— TEXT BLOCK —
--------------------------------------------------
The difference between dissolving gold for refining and dissolving gold for stone removal is when doing stone removal it is to efficiently remove the stones, and for that efficiency the gold refining suffers. Often the silver content is too high for the gold to dissolve completely and the reaction leaves pieces behind. Usually the pieces are broken up enough for the stones to fall free but occasionally a soak in ammonium hydroxide followed by additional aqua regia treatment is needed. Some refiners will dissolve the silver chloride by tumbling in sodium thiosulfate solution. Both solutions are effective, some don't like the cloud the ammonia causes in the refinery so they choose thiosulfate. If your shop is messy and buckets of chemical solutions in different stages of processing are strewn about, I would stay away from the ammonia.
Generally speaking if the scrap can be melted, assayed bars are mixed to bring the silver content below 9 percent and the alloy is made into cornflake shot for digestion. The resulting chlorides will contain some gold, often 1% of the weight of the recovered silver. The chloride is simply reduced and melted into bars with gold as an impurity and processed in a silver cell. That way all of the gold is recovered eventually.
The difference is commercial refining does not use the inquarting technique often because of the lot size usually processed. Refining of karat gold in aqua regia can consistently produce gold in excess of .9995 fine and that is usually the path chosen by small and intermediate refiners.
--------------------------------------------------
— PARTS OF THE EXERCISE —
1. From the gold refining text, extract the passage from "The difference between" up to and including "from the ammonia.".
2. Answer these questions using the gold refining text.
(a) Assayed bars are mixed to bring the silver content below what percentage?
(b) What solution do some refiners tumble silver chloride in to dissolve it?
(c) What fineness can refining karat gold in aqua regia consistently produce?
--------------------------------------------------
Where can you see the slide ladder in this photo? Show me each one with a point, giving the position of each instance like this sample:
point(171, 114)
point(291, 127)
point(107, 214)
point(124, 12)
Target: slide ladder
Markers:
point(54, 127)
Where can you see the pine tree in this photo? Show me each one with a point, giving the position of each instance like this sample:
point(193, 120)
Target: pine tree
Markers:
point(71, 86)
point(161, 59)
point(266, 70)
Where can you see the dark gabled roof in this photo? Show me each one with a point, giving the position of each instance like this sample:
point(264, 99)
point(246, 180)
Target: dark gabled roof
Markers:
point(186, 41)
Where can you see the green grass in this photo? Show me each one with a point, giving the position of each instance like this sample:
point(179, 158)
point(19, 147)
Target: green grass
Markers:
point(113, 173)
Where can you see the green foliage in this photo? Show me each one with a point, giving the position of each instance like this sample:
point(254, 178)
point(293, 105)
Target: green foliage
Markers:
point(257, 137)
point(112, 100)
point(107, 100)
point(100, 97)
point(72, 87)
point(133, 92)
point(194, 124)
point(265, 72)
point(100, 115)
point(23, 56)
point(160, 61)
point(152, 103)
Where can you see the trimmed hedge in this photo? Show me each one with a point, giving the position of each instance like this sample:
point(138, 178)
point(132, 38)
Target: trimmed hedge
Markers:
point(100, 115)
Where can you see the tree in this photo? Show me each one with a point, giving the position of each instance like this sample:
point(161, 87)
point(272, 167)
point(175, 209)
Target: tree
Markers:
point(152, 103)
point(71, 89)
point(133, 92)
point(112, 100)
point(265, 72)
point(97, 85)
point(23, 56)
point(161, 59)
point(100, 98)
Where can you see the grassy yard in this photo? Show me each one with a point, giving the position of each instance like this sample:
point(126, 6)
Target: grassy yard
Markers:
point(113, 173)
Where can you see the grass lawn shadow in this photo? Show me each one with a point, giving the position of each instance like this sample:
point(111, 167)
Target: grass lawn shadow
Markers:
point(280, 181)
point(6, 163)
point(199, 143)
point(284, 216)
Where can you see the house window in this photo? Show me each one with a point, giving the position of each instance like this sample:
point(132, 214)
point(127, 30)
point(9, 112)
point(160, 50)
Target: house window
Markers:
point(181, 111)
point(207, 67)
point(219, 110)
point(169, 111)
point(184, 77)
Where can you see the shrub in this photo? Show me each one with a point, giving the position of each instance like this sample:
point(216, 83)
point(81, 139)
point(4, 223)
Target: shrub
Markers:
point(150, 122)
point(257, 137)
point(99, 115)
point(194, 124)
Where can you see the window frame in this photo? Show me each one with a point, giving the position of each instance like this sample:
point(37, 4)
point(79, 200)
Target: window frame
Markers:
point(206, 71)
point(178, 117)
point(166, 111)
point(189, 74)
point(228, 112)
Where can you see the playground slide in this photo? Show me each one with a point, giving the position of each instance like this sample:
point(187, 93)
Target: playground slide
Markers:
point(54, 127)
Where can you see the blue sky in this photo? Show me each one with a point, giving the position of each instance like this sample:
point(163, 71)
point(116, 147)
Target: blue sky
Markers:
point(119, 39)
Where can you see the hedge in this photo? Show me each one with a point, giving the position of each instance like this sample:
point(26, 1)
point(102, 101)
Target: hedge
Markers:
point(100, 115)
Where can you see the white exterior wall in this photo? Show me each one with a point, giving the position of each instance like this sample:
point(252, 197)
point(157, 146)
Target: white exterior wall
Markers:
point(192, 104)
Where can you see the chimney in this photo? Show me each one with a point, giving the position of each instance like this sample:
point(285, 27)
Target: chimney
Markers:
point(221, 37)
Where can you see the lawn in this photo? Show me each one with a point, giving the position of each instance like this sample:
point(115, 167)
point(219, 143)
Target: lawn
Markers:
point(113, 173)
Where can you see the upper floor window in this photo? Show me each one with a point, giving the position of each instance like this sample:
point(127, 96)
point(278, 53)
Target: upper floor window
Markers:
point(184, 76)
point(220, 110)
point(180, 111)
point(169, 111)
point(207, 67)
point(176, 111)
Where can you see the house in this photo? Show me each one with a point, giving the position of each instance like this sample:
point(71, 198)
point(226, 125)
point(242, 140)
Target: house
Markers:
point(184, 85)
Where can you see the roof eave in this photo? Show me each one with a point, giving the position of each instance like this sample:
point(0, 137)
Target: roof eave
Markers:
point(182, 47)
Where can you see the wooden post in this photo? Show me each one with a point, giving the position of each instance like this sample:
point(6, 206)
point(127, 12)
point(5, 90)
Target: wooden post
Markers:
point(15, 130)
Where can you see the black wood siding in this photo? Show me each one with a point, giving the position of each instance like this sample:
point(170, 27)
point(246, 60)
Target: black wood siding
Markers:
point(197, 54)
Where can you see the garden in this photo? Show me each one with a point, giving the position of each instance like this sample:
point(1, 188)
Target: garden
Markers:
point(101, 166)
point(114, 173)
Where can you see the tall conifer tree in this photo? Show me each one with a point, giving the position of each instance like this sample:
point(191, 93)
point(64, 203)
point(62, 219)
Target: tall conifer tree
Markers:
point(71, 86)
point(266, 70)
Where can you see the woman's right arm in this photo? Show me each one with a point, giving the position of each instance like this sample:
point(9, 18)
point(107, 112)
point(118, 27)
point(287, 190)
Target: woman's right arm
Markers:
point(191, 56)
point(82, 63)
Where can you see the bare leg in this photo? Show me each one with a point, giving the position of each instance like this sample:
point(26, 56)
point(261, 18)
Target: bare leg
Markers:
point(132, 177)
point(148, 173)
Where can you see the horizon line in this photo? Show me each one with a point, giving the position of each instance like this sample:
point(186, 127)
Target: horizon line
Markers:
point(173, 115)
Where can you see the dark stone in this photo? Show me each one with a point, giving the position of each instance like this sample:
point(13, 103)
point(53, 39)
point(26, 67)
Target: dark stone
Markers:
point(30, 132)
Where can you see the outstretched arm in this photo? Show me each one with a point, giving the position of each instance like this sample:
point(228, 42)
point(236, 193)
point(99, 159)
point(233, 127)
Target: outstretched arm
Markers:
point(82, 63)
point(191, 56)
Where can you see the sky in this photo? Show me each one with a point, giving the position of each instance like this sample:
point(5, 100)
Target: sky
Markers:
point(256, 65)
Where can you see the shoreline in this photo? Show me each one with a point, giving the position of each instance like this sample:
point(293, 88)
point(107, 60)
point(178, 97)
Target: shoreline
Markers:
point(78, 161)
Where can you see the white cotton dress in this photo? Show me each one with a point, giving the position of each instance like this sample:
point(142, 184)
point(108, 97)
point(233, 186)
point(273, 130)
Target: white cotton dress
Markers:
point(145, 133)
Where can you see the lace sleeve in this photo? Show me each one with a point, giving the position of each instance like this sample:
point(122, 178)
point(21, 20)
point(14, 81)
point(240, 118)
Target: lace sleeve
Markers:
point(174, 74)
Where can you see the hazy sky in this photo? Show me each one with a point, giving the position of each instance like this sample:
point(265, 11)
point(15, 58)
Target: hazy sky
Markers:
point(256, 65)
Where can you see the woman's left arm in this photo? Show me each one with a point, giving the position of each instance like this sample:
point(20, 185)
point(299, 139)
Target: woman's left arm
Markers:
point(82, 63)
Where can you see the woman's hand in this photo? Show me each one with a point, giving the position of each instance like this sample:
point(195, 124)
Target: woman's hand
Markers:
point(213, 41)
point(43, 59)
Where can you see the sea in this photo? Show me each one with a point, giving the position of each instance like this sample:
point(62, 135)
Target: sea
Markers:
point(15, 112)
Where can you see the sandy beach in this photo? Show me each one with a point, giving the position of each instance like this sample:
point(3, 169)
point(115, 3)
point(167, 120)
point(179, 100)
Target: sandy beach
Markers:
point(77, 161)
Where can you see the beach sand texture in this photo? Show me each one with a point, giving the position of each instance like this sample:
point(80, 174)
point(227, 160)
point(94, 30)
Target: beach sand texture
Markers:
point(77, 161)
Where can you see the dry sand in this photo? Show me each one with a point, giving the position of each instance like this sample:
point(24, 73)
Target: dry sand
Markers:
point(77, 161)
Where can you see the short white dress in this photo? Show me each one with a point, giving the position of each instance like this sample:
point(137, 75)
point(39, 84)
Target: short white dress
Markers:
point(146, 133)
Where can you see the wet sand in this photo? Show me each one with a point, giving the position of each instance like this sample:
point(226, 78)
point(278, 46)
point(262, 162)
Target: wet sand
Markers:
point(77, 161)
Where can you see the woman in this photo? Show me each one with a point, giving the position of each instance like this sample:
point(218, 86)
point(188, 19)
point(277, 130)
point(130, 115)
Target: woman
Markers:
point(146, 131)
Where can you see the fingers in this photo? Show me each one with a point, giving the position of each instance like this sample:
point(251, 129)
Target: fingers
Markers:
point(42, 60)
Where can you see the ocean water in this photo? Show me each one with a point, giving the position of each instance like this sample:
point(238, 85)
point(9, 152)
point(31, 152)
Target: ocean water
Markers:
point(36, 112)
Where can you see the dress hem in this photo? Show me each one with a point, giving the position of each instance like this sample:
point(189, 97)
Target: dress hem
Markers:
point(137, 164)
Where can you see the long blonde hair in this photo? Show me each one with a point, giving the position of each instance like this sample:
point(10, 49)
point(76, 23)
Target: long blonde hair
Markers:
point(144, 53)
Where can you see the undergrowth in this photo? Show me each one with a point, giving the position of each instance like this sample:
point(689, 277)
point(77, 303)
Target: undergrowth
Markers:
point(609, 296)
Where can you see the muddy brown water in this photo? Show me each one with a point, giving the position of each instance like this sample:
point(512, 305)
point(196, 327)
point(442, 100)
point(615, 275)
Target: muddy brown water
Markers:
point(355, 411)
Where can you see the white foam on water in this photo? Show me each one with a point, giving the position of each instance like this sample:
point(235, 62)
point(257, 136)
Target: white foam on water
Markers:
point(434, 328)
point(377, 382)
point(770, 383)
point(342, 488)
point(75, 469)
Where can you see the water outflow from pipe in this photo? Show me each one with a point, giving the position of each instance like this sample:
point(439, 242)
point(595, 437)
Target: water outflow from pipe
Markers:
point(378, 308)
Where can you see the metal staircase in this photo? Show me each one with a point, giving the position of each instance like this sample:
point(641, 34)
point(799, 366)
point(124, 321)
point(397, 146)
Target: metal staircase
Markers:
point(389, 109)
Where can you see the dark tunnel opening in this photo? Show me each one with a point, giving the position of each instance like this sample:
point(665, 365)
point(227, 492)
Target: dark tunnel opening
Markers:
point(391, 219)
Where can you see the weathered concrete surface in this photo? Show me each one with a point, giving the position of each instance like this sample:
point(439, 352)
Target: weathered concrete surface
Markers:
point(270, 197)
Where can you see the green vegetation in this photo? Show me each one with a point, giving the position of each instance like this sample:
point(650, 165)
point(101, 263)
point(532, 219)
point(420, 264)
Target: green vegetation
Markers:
--------------------------------------------------
— COMPLETED EXERCISE —
1.
The difference between dissolving gold for refining and dissolving gold for stone removal is when doing stone removal it is to efficiently remove the stones, and for that efficiency the gold refining suffers. Often the silver content is too high for the gold to dissolve completely and the reaction leaves pieces behind. Usually the pieces are broken up enough for the stones to fall free but occasionally a soak in ammonium hydroxide followed by additional aqua regia treatment is needed. Some refiners will dissolve the silver chloride by tumbling in sodium thiosulfate solution. Both solutions are effective, some don't like the cloud the ammonia causes in the refinery so they choose thiosulfate. If your shop is messy and buckets of chemical solutions in different stages of processing are strewn about, I would stay away from the ammonia.

2.
(a) Below 9 percent.
(b) Sodium thiosulfate solution.
(c) Gold in excess of .9995 fine.